Saved entries
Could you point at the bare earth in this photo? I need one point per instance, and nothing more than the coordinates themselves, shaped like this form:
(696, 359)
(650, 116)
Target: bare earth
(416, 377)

* * *

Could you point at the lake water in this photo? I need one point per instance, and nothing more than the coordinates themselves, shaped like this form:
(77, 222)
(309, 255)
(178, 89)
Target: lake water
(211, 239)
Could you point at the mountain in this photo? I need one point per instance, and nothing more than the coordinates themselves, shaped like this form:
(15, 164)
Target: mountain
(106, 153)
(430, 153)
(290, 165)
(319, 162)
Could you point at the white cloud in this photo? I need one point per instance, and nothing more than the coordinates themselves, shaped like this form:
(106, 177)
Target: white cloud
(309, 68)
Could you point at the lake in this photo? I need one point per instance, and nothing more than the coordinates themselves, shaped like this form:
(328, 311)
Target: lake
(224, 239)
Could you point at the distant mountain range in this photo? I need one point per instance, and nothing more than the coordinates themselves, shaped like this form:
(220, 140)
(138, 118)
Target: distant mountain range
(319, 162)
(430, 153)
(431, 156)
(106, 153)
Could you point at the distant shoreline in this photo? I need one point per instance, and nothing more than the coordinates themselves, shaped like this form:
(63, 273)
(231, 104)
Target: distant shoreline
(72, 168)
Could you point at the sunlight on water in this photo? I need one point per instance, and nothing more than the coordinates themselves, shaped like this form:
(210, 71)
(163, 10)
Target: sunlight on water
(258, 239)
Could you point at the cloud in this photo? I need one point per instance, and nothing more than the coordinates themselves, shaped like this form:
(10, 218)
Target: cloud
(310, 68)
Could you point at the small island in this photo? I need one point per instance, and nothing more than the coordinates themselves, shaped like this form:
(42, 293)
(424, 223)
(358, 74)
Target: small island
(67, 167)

*Work request:* From the records above, report the number of lines that hold the string "instance" and add nothing.

*Expected answer:* 10